WHAT TO DO:
Gather every line in the entries that contains the string "covered" and list those lines.

Dataset records:
= = = = = = =

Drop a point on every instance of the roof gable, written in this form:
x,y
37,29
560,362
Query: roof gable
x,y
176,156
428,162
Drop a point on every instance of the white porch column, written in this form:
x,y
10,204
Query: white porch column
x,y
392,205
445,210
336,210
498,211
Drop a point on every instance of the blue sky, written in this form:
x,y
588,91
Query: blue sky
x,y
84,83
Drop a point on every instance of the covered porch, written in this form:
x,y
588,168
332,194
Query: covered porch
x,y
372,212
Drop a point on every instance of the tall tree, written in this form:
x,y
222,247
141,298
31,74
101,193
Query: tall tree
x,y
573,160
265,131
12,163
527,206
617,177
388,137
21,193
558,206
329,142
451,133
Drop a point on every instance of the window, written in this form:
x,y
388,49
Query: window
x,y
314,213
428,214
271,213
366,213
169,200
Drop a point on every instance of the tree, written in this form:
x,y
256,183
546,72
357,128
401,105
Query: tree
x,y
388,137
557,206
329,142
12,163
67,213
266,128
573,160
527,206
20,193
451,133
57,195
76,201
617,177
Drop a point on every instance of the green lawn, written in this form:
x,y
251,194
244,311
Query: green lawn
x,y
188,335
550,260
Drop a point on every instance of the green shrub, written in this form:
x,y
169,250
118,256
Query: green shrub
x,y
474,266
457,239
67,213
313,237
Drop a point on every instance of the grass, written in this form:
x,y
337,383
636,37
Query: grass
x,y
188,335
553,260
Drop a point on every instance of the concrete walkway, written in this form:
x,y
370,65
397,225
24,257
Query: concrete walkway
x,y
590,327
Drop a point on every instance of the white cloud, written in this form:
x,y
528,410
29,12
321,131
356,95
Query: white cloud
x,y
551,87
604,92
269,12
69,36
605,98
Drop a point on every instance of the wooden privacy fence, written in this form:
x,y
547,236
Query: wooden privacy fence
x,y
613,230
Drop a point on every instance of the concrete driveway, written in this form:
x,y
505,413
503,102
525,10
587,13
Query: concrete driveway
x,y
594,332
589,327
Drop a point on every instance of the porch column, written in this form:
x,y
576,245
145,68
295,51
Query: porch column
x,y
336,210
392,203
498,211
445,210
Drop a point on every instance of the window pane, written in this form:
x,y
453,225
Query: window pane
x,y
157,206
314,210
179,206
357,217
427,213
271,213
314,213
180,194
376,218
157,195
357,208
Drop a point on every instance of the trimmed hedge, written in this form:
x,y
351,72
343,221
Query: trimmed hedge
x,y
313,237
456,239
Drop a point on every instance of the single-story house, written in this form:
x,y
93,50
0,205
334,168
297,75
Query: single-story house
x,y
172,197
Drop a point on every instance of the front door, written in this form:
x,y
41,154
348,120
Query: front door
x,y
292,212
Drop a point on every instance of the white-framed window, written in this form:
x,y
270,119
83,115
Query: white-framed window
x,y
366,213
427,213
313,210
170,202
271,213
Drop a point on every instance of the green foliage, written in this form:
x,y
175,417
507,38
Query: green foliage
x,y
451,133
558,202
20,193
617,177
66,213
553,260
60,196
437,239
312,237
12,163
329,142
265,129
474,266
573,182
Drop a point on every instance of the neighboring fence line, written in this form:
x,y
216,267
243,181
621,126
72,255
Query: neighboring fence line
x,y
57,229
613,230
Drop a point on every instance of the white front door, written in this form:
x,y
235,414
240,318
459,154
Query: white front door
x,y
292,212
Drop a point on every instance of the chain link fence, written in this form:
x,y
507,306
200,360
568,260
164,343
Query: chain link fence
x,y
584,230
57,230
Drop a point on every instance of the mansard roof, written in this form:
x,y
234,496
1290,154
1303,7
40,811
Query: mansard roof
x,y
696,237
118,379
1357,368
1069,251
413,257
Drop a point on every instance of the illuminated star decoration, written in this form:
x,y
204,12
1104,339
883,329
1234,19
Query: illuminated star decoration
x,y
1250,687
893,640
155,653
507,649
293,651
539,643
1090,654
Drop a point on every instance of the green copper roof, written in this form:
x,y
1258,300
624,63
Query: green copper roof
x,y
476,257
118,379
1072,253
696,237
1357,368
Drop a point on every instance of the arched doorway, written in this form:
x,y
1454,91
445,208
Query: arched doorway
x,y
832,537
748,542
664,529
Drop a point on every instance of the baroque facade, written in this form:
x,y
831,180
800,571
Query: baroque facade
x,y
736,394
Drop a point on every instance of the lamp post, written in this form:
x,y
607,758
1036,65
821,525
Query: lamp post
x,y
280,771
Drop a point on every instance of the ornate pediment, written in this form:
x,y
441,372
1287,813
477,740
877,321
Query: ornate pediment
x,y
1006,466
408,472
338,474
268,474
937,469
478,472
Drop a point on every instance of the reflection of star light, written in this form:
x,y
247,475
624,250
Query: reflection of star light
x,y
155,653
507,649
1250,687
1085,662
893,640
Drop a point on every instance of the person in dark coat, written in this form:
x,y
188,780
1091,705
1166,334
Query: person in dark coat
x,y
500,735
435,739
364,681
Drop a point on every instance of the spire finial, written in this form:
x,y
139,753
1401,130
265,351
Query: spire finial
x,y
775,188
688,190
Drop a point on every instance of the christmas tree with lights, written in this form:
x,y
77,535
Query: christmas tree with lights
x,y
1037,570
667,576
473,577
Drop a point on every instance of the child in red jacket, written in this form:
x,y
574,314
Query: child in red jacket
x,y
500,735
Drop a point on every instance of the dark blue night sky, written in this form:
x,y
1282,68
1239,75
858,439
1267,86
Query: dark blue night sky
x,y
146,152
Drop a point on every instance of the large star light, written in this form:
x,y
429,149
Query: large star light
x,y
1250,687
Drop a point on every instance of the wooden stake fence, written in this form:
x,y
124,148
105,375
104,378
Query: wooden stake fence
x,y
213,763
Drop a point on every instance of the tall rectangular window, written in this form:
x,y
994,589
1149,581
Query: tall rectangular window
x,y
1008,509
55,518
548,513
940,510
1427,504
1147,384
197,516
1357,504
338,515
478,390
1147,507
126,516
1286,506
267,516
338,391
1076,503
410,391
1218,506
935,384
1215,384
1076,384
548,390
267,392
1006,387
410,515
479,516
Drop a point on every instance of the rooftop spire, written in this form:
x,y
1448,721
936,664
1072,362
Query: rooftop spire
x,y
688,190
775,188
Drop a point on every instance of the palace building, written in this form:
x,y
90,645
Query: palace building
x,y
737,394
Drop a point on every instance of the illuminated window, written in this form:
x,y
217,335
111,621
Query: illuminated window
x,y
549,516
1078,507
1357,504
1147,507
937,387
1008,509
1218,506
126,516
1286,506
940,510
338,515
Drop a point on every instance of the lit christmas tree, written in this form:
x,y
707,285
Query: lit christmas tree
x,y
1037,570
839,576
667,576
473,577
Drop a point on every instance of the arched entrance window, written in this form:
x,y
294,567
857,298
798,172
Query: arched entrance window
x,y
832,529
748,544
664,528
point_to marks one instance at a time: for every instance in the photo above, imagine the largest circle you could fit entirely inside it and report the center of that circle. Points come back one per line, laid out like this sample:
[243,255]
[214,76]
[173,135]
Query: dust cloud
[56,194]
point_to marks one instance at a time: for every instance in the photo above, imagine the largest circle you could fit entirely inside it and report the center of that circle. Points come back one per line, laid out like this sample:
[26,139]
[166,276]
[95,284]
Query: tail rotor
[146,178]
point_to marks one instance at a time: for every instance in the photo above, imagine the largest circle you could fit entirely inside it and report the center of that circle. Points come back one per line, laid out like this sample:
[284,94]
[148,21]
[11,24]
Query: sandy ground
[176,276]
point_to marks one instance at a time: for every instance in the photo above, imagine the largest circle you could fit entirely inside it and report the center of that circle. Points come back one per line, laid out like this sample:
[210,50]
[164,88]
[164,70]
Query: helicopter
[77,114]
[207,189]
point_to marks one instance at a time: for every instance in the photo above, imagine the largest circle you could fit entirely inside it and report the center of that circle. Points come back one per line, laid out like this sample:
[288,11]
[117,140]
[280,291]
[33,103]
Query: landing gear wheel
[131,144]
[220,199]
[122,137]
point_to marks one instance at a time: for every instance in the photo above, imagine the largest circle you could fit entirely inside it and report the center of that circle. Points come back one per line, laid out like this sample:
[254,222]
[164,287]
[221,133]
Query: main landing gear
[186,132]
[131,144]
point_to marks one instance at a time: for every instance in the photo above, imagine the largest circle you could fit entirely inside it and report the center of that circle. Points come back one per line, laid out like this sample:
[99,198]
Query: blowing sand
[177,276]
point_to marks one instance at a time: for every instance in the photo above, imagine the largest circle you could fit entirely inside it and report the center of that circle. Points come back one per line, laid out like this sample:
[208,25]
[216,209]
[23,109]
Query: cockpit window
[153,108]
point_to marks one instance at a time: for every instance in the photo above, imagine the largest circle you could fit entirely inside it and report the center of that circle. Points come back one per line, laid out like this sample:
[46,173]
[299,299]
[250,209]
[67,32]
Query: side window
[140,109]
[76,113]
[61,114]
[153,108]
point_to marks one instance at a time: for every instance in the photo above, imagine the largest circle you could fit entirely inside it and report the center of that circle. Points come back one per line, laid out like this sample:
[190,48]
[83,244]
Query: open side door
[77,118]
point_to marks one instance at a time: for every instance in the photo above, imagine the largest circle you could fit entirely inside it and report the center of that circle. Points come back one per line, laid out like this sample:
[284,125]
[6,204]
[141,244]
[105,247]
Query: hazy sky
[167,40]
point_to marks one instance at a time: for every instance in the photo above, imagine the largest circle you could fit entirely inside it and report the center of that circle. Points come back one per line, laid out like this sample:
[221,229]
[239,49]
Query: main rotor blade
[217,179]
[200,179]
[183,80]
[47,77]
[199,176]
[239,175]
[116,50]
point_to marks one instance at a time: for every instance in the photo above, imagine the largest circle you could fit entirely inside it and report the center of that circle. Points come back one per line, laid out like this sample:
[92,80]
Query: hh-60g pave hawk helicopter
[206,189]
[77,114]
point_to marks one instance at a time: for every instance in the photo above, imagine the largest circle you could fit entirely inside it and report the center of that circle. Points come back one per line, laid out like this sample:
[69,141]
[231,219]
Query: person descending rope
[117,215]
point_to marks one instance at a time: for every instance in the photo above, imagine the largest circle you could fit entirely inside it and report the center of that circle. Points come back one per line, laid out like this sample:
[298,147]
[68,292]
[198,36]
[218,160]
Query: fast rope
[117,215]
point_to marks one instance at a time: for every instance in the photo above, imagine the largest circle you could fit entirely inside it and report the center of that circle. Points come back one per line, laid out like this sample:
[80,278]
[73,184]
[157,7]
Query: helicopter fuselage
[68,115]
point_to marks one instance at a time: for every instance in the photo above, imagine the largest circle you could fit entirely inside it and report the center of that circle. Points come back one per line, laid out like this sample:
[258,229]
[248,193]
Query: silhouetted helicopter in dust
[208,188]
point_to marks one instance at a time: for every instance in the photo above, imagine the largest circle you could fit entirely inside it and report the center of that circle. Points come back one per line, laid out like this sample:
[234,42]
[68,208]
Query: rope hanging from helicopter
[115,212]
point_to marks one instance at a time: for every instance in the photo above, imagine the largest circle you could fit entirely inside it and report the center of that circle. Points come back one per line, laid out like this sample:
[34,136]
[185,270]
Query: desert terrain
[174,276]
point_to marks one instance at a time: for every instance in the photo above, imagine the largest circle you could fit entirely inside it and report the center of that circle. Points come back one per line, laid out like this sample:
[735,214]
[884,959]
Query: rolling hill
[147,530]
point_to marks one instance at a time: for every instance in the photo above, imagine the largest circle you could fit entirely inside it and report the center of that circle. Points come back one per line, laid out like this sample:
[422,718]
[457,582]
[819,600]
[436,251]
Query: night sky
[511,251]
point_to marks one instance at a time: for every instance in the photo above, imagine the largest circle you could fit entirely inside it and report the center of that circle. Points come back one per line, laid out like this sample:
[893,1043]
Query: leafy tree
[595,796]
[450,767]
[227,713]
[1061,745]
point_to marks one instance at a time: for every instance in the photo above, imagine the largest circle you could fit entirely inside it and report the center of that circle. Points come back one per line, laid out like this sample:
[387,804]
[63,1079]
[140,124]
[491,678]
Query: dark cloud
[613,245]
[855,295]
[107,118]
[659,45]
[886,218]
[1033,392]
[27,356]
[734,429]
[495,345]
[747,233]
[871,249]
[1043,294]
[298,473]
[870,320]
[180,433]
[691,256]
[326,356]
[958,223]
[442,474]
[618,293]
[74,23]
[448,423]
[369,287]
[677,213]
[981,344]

= = = = = = =

EXPECTED ANSWER:
Drop a point on every instance of the covered porch, written in this form:
Query: covered porch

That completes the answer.